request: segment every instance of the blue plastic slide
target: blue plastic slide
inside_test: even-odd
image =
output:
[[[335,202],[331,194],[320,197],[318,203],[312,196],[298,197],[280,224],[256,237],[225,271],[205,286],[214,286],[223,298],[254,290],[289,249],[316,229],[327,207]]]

_ _ _

Out of the preceding entries, pull each line that contains the word "blue".

Response area:
request: segment every instance of the blue plastic slide
target: blue plastic slide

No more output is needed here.